DATA TO USE:
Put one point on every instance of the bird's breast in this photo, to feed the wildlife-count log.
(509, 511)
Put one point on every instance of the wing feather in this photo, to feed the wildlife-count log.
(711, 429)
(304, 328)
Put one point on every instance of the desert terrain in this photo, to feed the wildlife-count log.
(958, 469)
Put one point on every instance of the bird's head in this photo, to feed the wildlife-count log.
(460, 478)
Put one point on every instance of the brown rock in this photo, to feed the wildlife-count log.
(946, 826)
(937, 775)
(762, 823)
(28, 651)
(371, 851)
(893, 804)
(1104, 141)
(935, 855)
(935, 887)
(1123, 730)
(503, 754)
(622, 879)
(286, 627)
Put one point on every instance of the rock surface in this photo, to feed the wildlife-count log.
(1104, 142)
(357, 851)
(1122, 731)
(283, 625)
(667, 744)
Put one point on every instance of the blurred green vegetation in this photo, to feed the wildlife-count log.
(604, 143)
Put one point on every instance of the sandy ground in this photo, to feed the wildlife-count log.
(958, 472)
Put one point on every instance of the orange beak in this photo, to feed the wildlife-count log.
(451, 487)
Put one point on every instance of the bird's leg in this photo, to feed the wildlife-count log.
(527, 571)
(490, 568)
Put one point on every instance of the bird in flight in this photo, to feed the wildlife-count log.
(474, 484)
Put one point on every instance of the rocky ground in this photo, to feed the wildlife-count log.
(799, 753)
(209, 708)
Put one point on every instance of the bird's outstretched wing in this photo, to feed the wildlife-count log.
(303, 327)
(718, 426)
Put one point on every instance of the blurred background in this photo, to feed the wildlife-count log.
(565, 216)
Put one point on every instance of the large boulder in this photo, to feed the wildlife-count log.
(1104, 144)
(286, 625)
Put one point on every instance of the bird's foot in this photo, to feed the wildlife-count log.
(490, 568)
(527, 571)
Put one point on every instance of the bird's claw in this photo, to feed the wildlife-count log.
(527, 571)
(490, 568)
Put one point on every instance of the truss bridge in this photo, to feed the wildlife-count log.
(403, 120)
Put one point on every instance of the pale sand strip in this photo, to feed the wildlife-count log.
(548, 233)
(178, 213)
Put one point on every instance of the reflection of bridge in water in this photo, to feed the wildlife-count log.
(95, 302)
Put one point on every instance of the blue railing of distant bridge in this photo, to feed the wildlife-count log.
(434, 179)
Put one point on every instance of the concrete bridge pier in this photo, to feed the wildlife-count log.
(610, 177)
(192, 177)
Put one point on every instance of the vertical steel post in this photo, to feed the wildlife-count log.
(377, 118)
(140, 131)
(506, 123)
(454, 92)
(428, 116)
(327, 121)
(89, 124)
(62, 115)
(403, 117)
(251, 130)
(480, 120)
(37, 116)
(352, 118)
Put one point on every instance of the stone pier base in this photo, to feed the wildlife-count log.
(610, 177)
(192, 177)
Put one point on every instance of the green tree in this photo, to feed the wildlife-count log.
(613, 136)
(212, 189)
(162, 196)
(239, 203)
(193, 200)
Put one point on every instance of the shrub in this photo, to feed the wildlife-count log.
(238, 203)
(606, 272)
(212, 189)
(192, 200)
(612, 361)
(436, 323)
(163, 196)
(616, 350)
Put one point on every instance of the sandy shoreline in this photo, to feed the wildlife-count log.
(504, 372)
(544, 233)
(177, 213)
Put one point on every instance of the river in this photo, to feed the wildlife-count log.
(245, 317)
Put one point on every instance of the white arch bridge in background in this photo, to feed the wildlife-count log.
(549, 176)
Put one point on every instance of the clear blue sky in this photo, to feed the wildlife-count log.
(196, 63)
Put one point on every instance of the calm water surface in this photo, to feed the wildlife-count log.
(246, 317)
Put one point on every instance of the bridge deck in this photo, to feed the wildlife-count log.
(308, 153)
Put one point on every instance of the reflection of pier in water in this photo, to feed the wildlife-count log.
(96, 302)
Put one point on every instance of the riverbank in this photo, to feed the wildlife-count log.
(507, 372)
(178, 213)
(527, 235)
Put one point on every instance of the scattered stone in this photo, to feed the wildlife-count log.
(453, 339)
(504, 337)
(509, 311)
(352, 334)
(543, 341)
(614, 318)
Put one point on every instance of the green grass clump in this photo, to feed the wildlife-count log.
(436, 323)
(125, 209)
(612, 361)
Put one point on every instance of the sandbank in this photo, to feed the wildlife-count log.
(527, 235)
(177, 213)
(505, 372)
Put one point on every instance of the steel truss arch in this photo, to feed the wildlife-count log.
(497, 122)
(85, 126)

WORK TO BE COMPLETED:
Restate every entry above exactly as it stands.

EXPECTED ANSWER:
Put one point on every instance of the bird's breast in this photo, to feed the wildlife-count log.
(509, 511)
Put one point on every instance of the wing feather in this photo, to feed the wildlife-count log.
(711, 429)
(304, 328)
Put one point on every instance of the desert terrain in this photo, to feed the wildlife-count log.
(958, 469)
Put one point on every instance of the bird's head in this photo, to feed the wildlife-count log.
(460, 478)
Put one point on every instance of the brown rock in this photo, to feed the wildlife-count log.
(946, 826)
(937, 775)
(762, 823)
(28, 651)
(371, 851)
(893, 804)
(1104, 141)
(935, 855)
(935, 887)
(1123, 730)
(503, 754)
(622, 879)
(286, 627)
Put one point on every instance of the rock surface in this photo, to feed the wildlife-count log.
(1104, 142)
(357, 851)
(1122, 731)
(283, 625)
(667, 744)
Put one point on every instance of the blurred green vegetation in this photo, to feed the wildlife-count log.
(604, 143)
Put one point on every instance of the sandy ground in this photo, to feed the wildlife-count log.
(958, 472)
Put one point on every instance of the orange beak in this photo, to feed the wildlife-count log.
(451, 487)
Put one point on every instance of the bird's leg in this photo, to feed the wildlife-count log.
(527, 571)
(490, 568)
Put one point on every instance of the bird in flight in this photo, to feed the wildlife-count log.
(474, 484)
Put one point on every instance of the rocky ground in this photo, to feed the wildlife-count log.
(799, 753)
(209, 708)
Put one point on every instance of the bird's outstretched wing in this photo, to feed the wildlife-count log.
(303, 327)
(718, 426)
Put one point on every instance of the blurred background in this photo, to feed the wildlife-count log.
(565, 216)
Put one point on every instance of the large boulder in this photo, to feed the wildlife-count log.
(1104, 144)
(286, 625)
Put one point on every instance of the bird's foot in this photo, to feed the wildlife-count log.
(490, 568)
(527, 571)
Put one point on every instance of the bird's claw in this photo, to feed the wildlife-count log.
(527, 571)
(490, 568)
Put one point on every instance of the truss bridge in this photo, to feed the wildlife-count log.
(403, 120)
Put one point on every instance of the pale sand strip in this photo, to feed the wildlife-count log.
(548, 233)
(178, 213)
Put one point on every instance of the reflection of bridge in water in this photo, to feed the wildlife-count log.
(95, 302)
Put one point on every instance of the blue railing of distant bridge in this photo, to feed the wildlife-count log.
(434, 179)
Put one point on every instance of the concrete bridge pier in this photo, to feed the wildlife-count log.
(610, 177)
(192, 177)
Put one point on every instance of the vertical steel post in this photo, to feed the wildlife-count log.
(377, 118)
(140, 131)
(506, 123)
(454, 92)
(428, 116)
(327, 121)
(89, 124)
(62, 115)
(403, 117)
(251, 130)
(480, 120)
(37, 116)
(352, 118)
Put one point on every instance of the stone pier base in this photo, to feed the wildlife-count log.
(610, 177)
(192, 177)
Put one point on every instance of the green tree in this photo, to feed the wildlife-count log.
(613, 136)
(212, 189)
(162, 196)
(239, 203)
(193, 200)
Put one point on every instance of the shrub in this photo, to feed the wildlife-count log.
(238, 203)
(606, 272)
(212, 189)
(192, 200)
(612, 361)
(436, 323)
(163, 196)
(616, 350)
Put one point on every instance of the sandy shoreline in this photo, to feed the wildlife-count log.
(504, 372)
(544, 233)
(177, 213)
Put one point on every instance of the river in this photo, to feed the wildlife-count log.
(245, 317)
Put one point on every instance of the white arch bridge in background in this photo, to feed the wildlife-count log.
(549, 176)
Put one point on every instance of the clear blue sky in this photo, to feed the wildlife-count log.
(196, 63)
Put one point on every instance of the calm water surface in this photo, to feed the wildlife-count log.
(246, 317)
Put one point on every instance of the bridge deck in this photo, to feed the wildlife-count log.
(308, 153)
Put one point on every instance of the reflection of pier in water in this photo, to feed the wildlife-count log.
(96, 302)
Put one point on every instance of the riverbank in this photo, to feed the wildlife-count log.
(507, 372)
(178, 213)
(527, 235)
Put one point on every instance of the scattered stone in this photo, to feed the wildlife-count log.
(453, 339)
(504, 337)
(509, 311)
(352, 334)
(543, 341)
(614, 318)
Put one point on every instance of the green grass clump in this photo, to feed the wildlife-count log.
(436, 323)
(125, 209)
(612, 361)
Put one point on every instance of the sandbank in this photo, to feed the wildlife-count log.
(527, 235)
(177, 213)
(505, 372)
Put one point on every instance of the steel truss arch in this photo, to feed the wildlife-count log.
(497, 122)
(85, 126)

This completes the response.